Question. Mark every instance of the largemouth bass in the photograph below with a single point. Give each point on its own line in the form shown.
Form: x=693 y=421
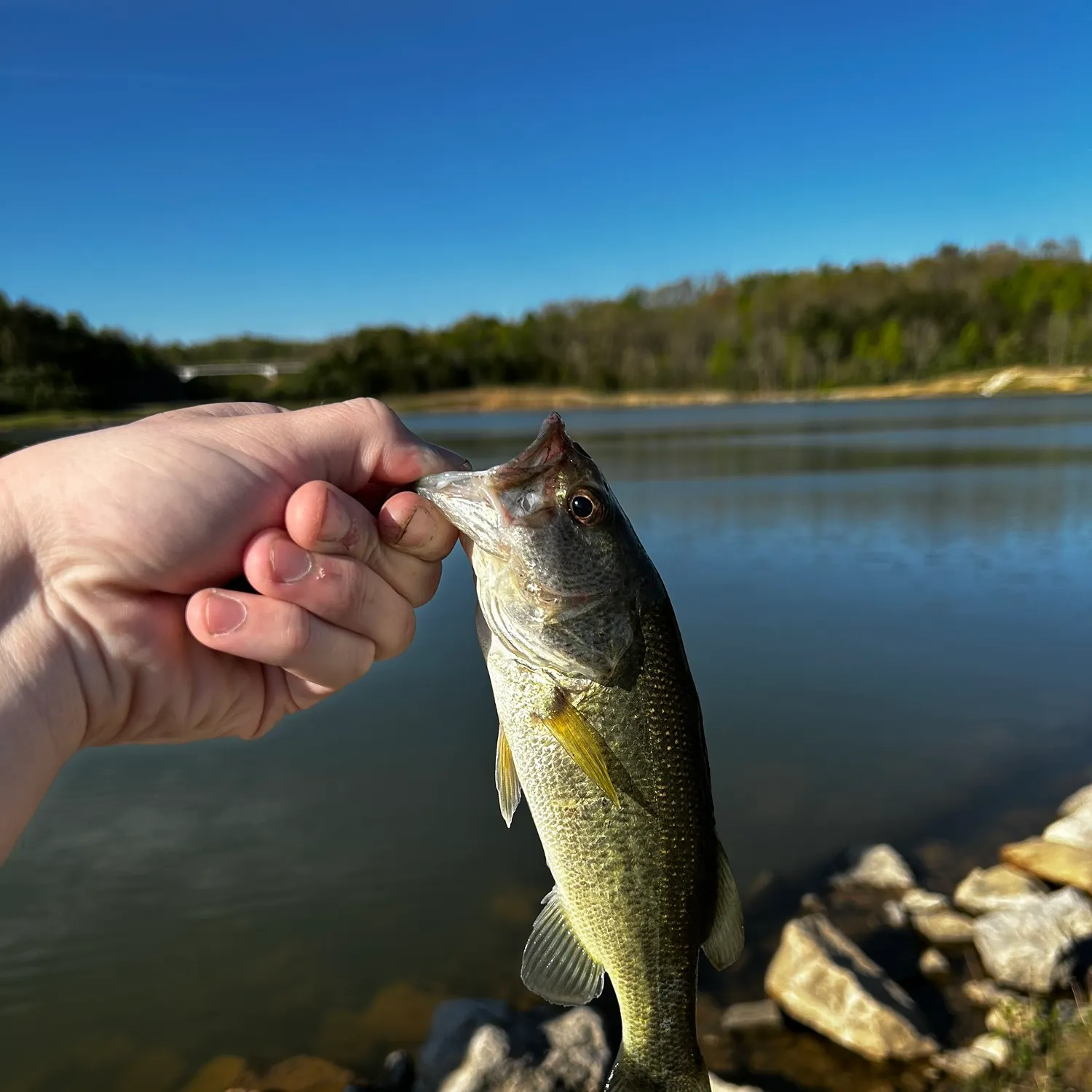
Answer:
x=601 y=729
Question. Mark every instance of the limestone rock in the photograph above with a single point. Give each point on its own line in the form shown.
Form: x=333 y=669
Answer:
x=995 y=1048
x=984 y=993
x=1013 y=1017
x=305 y=1074
x=879 y=866
x=397 y=1072
x=945 y=927
x=532 y=1053
x=1052 y=862
x=452 y=1028
x=220 y=1075
x=917 y=901
x=893 y=914
x=825 y=981
x=934 y=965
x=1076 y=801
x=965 y=1064
x=986 y=889
x=1072 y=829
x=751 y=1016
x=1029 y=946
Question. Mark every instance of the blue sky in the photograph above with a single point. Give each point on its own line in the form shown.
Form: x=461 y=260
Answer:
x=191 y=170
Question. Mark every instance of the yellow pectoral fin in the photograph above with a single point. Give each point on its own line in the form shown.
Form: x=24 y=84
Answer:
x=571 y=731
x=508 y=781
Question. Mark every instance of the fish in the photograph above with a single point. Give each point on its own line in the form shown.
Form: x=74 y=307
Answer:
x=601 y=731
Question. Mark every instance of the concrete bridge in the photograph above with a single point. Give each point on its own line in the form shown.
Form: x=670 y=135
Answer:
x=270 y=369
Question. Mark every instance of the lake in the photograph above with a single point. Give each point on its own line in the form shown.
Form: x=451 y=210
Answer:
x=888 y=612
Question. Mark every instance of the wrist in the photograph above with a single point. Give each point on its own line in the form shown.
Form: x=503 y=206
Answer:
x=41 y=716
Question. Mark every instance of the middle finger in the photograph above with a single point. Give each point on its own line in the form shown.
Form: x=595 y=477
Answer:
x=323 y=519
x=339 y=590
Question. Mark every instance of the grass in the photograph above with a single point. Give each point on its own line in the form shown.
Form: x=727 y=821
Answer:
x=1052 y=1048
x=1019 y=380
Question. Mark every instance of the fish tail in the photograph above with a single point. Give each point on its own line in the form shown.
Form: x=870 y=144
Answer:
x=630 y=1075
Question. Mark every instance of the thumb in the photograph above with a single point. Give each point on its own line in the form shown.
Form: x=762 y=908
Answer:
x=349 y=443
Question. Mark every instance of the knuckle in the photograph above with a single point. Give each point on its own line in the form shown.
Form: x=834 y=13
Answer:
x=404 y=631
x=297 y=633
x=427 y=585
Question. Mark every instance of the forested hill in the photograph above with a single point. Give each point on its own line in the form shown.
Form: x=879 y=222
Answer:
x=830 y=327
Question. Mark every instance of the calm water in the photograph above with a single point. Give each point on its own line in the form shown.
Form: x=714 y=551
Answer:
x=888 y=609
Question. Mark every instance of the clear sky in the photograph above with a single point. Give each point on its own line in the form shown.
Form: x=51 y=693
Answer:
x=185 y=170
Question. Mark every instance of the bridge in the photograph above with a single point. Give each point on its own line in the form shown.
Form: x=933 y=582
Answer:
x=269 y=369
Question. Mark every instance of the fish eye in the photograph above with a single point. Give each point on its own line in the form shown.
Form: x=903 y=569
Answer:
x=585 y=507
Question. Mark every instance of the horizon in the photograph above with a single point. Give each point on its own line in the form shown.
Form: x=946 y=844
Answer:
x=1031 y=250
x=198 y=168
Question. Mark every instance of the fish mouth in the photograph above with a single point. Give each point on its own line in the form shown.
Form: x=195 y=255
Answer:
x=485 y=505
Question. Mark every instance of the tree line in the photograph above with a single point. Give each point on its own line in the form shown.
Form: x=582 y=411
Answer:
x=866 y=323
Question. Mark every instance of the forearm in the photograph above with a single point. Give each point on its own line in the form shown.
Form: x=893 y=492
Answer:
x=39 y=709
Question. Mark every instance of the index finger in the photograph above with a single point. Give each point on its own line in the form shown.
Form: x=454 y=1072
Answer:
x=412 y=524
x=349 y=443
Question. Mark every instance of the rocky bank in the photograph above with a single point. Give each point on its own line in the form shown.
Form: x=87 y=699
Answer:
x=877 y=985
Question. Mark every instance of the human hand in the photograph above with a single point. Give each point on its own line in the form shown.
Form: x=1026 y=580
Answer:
x=116 y=543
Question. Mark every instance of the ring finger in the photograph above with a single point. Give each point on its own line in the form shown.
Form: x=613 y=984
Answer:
x=282 y=635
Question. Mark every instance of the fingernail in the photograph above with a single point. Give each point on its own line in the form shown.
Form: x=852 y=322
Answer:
x=224 y=614
x=334 y=520
x=288 y=561
x=447 y=459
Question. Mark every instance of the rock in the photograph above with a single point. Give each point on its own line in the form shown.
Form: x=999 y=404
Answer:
x=945 y=927
x=220 y=1075
x=995 y=1048
x=751 y=1016
x=984 y=993
x=879 y=866
x=305 y=1074
x=397 y=1072
x=1051 y=860
x=452 y=1028
x=919 y=901
x=934 y=965
x=1029 y=946
x=893 y=914
x=986 y=889
x=1072 y=829
x=965 y=1064
x=537 y=1052
x=825 y=981
x=716 y=1085
x=1074 y=1053
x=1076 y=801
x=1015 y=1018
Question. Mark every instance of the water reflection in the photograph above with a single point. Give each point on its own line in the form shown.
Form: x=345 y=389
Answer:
x=888 y=611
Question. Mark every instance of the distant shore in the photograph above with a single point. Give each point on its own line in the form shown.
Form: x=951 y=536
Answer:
x=1007 y=381
x=986 y=384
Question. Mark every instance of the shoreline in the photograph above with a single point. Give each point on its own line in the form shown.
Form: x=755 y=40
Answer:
x=1006 y=382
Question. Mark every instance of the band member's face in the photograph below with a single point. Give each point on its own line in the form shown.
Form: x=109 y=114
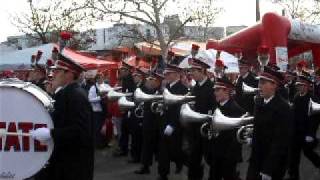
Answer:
x=123 y=72
x=302 y=88
x=267 y=88
x=317 y=78
x=171 y=76
x=194 y=52
x=196 y=74
x=289 y=77
x=59 y=77
x=152 y=83
x=243 y=70
x=137 y=78
x=221 y=94
x=219 y=71
x=299 y=68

□ □ □ □ □

* **Problem**
Write out all of the lines above again, switching each "photograph" to "image" and keeping everything else the same. Omit the pictures.

* **Answer**
Question. Mark every instance of the largemouth bass in the image below with a single point. Give each point on its own line in the form shown.
Form: x=693 y=421
Answer:
x=601 y=729
Question. Mark every instance of the limestone rock in the image above with a single point. Give each point on its own line in the form shown.
Form: x=333 y=669
Answer:
x=995 y=1048
x=984 y=993
x=1013 y=1017
x=305 y=1074
x=879 y=866
x=397 y=1072
x=945 y=927
x=532 y=1053
x=1052 y=862
x=452 y=1028
x=220 y=1075
x=917 y=901
x=893 y=914
x=825 y=981
x=934 y=965
x=1076 y=801
x=965 y=1064
x=986 y=889
x=1072 y=829
x=751 y=1016
x=1029 y=946
Question. Mark every instance of the blue sky in the image above with a single point. Give each point on its own line in the form shown.
Form: x=461 y=260
Answer:
x=191 y=170
Question. Mark every instance of the yellow pectoral fin in the image above with a single point. Give each point on its own line in the form shown.
Form: x=24 y=84
Answer:
x=571 y=731
x=508 y=781
Question. Mark every instance of the fish in the image above with a single point. Give each point on its own line in the form shown.
Form: x=74 y=307
Answer:
x=601 y=731
Question. Mark every instance of the concrete bridge in the image above with a single point. Give each point on its own line in the form shown.
Form: x=670 y=135
Answer:
x=270 y=369
Question. Mark every instance of the lake in the image above with a single point. Give each point on its own line in the form shown.
Form: x=451 y=210
Answer:
x=888 y=612
Question. Mark every instance of the wrist in the image above with a single point. Give each point on its own line in the form shown.
Form: x=503 y=206
Answer:
x=41 y=716
Question. Mark every instance of the middle finger in the image above with a single point. Give each point on its own line in the form shown.
Form: x=595 y=477
Answer:
x=323 y=519
x=339 y=590
Question. Mark every instance of the grass in the image above with a single point. Give each point on its own line in the form shown.
Form: x=727 y=821
Answer:
x=1052 y=1048
x=1019 y=380
Question. Mark every instance of the fish tail in the image above with a single point. Give each point on its own line in the form shown.
Form: x=870 y=144
Answer:
x=630 y=1075
Question. Mark every instance of the thumb in the image above with a single point. Give each point on its own line in the form shown.
Form: x=762 y=908
Answer:
x=349 y=443
Question. Mark every instance of the knuckle in the image above with a single point. Give each point on its own line in the form shown.
Form: x=834 y=13
Answer:
x=404 y=631
x=297 y=633
x=427 y=585
Question. Mark every instance of the forested hill in the image above with a single point. Give each point on its own line in the form shown.
Form: x=879 y=222
Answer:
x=830 y=327
Question. Mark every instance of the calm water in the image above with a single point. Give each point on its own line in the form shown.
Form: x=714 y=551
Answer:
x=888 y=609
Question. Mark every instance of the clear sky in the image above with a single point. Give each point on its own line in the form shown.
Form: x=51 y=693
Answer:
x=185 y=170
Question. Mark every instance of the bridge in the image above with a single point. Give each point on its own line in the form shown.
Form: x=933 y=582
Answer:
x=269 y=369
Question. Mark every instance of the fish eye in the image above with a single point. Give each point on its own line in the form shown.
Form: x=903 y=569
Answer:
x=585 y=507
Question. Mark every instance of the horizon in the image above with a single point. Give each point on its own line in the form shown.
Form: x=946 y=844
Answer:
x=1031 y=250
x=198 y=168
Question. Mark every instance of the fish mouth in the image above with a single point. Give each point on its own line in the form shown.
Form: x=195 y=255
Answer:
x=485 y=505
Question. Mark every instance of the tree line in the image above with a single point. Give each point on its own line in the form shown.
Form: x=582 y=411
Answer:
x=866 y=323
Question. Mark every instance of the forearm in the image above with a single point. Give each point on its own line in the form shown.
Form: x=893 y=492
Answer:
x=39 y=709
Question. Mark every instance of the index finger in the image above with a single point. Give each point on its own line in the form shown.
Form: x=454 y=1072
Answer:
x=412 y=524
x=349 y=443
Question. Mark every instance of the rocky bank in the image above with a single point. Give each point on its own line in the form shown.
Form: x=87 y=699
Answer:
x=877 y=985
Question. Mark every instance of the human hand in the image above with a single point. Give each point on its own line in the form shown.
Form: x=1026 y=580
Answer:
x=116 y=543
Question. Mark every instance of the ring finger in the image above with a single point. Give each point on its own line in the form shown.
Form: x=613 y=984
Answer:
x=282 y=635
Question. Mark every instance of the fingernail in the image above with a single point. Give each point on its own line in the form shown.
Form: x=852 y=322
Answer:
x=224 y=614
x=334 y=520
x=288 y=561
x=447 y=459
Question. Mark every instance of the rock in the image above with a single point. Give each point on its own line in the form shown.
Form: x=999 y=404
Answer:
x=945 y=927
x=220 y=1075
x=995 y=1048
x=751 y=1016
x=984 y=993
x=879 y=866
x=305 y=1074
x=397 y=1072
x=1051 y=860
x=452 y=1028
x=919 y=901
x=934 y=965
x=1029 y=946
x=893 y=914
x=986 y=889
x=1072 y=829
x=965 y=1064
x=537 y=1052
x=825 y=981
x=716 y=1085
x=1074 y=1053
x=1076 y=801
x=1015 y=1018
Question. Mark every instance of the water reflection in the image above with a single point. Give each point on its own line in the form shown.
Form: x=345 y=389
Answer:
x=888 y=611
Question. Mark every instance of the distant shore in the image above with a single point. Give each point on its own line in the form shown.
Form: x=951 y=536
Answer:
x=1007 y=381
x=986 y=384
Question. Mark every instance of the shoreline in the image above with a single point. Give each point on its own line in the form shown.
Form: x=755 y=40
Answer:
x=1006 y=382
Question. Mark every instance of the band member's face in the image below with a single point. Give each point on its own line in the form shown.
Form: x=109 y=114
Answer:
x=123 y=72
x=302 y=88
x=267 y=88
x=317 y=78
x=171 y=76
x=194 y=52
x=196 y=74
x=289 y=77
x=59 y=77
x=152 y=83
x=243 y=70
x=137 y=78
x=221 y=94
x=219 y=71
x=299 y=68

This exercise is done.